- Born: 1506 Kaesong, Joseon
- Died: 1567 (aged 60–61) Kaesong, Joseon
- Known for: Poetry, Korean dance

Korean name
- Hangul: 황진이
- Hanja: 黃眞伊
- RR: Hwang Jini
- MR: Hwang Chini

Kisaeng name
- Hangul: 명월
- Hanja: 明月
- Lit.: bright moon
- RR: Myeongwol
- MR: Myŏngwŏl

= Hwang Jini =

Korean kisaeng (1506–1567)

Hwang Jini (1506–1567), also spelled Hwang Chini, was one of the most famous kisaeng of the Joseon period. She was also known by her kisaeng name Myŏngwŏl. She lived during the reign of King Jungjong. She was noted for her exceptional beauty, charming quick wit, extraordinary intellect, and her assertive and independent nature. She has become an almost-mythic figure in modern Korea, inspiring novels, operas, films, and television series.

A crater on Venus, Hwangcini, is named after her.

== Biography ==
Hwang was born around 1506 to a politician's son, Hwang Chinsa, and a woman named Chin Hyŏn'gŭm who was either a kisaeng or of cheonmin status. The story goes that her parents met while her mother was doing laundry, but the two could not get married and she became the youngest illegitimate daughter of Hwang. Her father was from a noble family in Kaesong. Legend has it that she was born as the daughter of a blind commoner. It is said that even at the time of liberation in 1945, mineral water came out in the hill of the well at the mouth of Jangdan, where she lived.

________________________________________

* _Task statement_: From the text on Hwang Jini, extract the passage between "Hwang Jini (1506–1567), also" and "and television series.", inclusive, word for word. The records that follow have no connection to this text.

* _Information supplied_:

________________________________________

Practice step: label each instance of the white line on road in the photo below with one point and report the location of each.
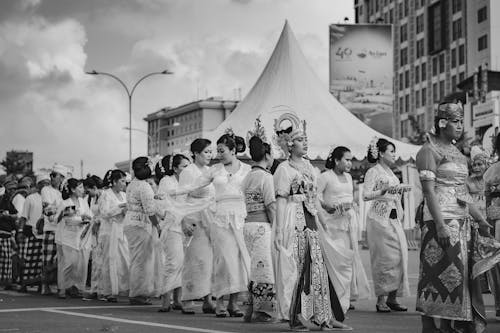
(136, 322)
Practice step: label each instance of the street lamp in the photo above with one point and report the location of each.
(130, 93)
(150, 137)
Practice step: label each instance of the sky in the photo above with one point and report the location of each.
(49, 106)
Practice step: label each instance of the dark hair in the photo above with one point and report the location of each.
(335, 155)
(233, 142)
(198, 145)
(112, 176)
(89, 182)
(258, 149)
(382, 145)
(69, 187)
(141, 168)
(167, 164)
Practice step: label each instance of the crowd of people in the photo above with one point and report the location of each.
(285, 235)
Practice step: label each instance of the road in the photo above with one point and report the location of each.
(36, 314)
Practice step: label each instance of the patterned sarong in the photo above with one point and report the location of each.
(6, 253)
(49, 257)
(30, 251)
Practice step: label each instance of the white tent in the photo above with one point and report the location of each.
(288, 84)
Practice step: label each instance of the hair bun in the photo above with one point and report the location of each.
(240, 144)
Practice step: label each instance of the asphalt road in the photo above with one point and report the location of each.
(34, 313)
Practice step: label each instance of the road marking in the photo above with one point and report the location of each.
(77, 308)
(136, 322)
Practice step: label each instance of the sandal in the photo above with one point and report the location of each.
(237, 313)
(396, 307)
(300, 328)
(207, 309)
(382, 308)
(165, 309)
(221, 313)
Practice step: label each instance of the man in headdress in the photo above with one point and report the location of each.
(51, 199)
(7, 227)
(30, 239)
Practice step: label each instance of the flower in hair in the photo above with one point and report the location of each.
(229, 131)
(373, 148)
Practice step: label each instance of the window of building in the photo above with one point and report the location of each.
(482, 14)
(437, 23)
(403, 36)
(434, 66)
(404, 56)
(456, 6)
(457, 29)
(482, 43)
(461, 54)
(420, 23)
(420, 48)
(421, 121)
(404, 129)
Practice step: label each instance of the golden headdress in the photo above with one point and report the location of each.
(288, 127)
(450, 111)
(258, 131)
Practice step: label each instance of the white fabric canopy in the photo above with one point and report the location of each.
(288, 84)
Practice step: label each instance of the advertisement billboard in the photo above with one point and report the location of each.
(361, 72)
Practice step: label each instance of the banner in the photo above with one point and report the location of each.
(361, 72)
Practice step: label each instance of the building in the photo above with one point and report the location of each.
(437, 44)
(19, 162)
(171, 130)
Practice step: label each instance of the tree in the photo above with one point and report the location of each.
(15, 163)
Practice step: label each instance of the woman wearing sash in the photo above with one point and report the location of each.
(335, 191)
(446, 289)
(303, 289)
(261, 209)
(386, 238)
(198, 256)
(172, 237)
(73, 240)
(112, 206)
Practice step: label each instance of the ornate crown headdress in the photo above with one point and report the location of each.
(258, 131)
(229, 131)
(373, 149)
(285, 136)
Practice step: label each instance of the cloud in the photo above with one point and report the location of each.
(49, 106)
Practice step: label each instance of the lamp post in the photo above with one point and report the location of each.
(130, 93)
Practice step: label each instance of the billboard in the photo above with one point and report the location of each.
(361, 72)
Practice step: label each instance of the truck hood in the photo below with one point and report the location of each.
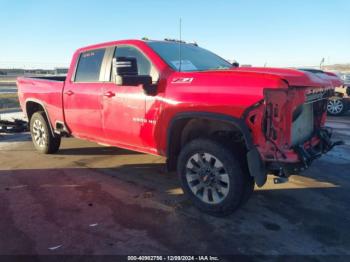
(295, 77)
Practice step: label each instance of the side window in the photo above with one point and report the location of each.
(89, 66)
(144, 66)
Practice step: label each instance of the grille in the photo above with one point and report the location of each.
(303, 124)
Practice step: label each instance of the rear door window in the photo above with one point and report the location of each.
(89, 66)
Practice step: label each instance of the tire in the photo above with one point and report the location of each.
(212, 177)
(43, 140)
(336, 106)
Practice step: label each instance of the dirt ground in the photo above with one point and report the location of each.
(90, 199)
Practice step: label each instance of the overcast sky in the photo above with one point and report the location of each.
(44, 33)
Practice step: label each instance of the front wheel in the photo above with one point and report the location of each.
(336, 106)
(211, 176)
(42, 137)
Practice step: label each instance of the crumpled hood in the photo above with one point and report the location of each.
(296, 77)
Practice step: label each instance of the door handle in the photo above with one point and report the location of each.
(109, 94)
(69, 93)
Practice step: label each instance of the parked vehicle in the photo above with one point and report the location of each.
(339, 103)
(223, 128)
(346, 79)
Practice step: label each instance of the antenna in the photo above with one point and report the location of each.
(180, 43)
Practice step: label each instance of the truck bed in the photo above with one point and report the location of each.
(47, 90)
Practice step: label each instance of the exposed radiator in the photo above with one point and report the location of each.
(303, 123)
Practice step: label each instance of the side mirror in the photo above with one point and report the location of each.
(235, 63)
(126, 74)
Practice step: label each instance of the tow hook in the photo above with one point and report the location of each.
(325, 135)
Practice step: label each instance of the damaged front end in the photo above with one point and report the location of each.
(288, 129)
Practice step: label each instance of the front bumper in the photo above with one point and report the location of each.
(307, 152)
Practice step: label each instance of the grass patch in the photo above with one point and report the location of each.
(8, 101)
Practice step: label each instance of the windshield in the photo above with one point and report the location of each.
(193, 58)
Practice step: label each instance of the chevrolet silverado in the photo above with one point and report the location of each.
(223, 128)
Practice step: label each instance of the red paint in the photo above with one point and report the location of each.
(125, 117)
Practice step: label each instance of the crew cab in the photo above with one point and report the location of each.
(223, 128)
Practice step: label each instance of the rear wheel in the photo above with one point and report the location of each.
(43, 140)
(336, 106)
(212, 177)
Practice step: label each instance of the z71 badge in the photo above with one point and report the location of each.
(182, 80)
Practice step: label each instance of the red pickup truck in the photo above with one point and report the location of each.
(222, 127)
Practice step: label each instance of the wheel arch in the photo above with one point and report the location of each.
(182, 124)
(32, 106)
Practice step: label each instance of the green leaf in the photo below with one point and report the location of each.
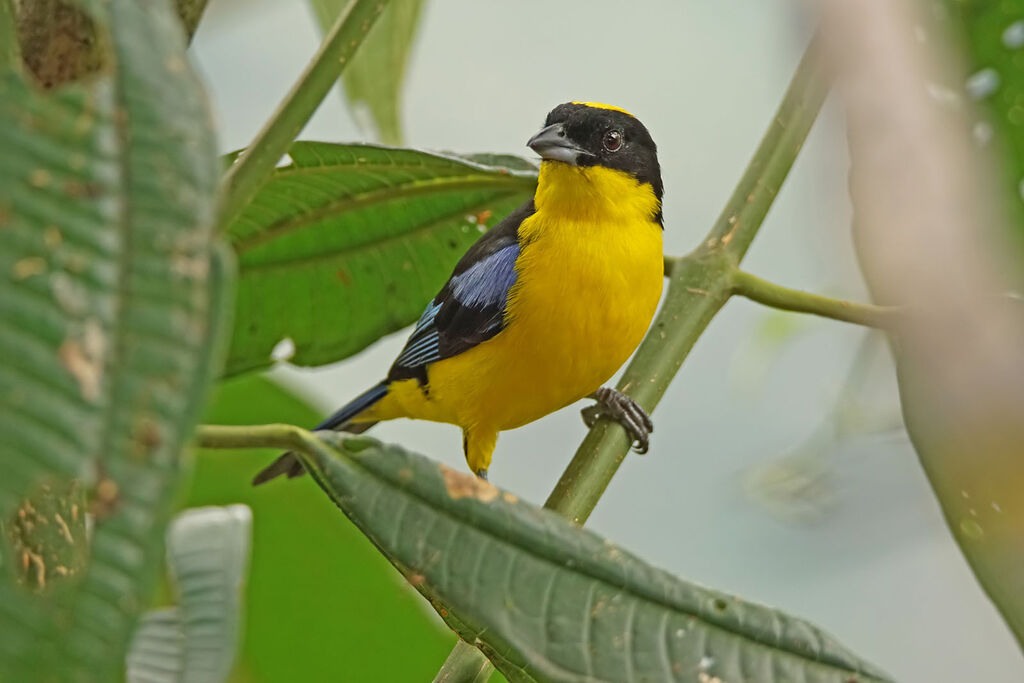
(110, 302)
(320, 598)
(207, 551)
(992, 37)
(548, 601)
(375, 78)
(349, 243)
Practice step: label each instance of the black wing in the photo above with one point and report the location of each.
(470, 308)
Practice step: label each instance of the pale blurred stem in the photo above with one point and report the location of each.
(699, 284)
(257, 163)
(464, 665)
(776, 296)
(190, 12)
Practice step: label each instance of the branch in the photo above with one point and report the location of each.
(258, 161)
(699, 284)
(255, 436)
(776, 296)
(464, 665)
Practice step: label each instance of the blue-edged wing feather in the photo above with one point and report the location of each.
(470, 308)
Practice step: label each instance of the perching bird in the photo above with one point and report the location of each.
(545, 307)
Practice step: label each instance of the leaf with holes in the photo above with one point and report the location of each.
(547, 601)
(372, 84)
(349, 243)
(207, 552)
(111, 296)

________________________________________

* _Task solution_:
Hwang Jini (1506–1567), also spelled Hwang Chini, was one of the most famous kisaeng of the Joseon period. She was also known by her kisaeng name Myŏngwŏl. She lived during the reign of King Jungjong. She was noted for her exceptional beauty, charming quick wit, extraordinary intellect, and her assertive and independent nature. She has become an almost-mythic figure in modern Korea, inspiring novels, operas, films, and television series.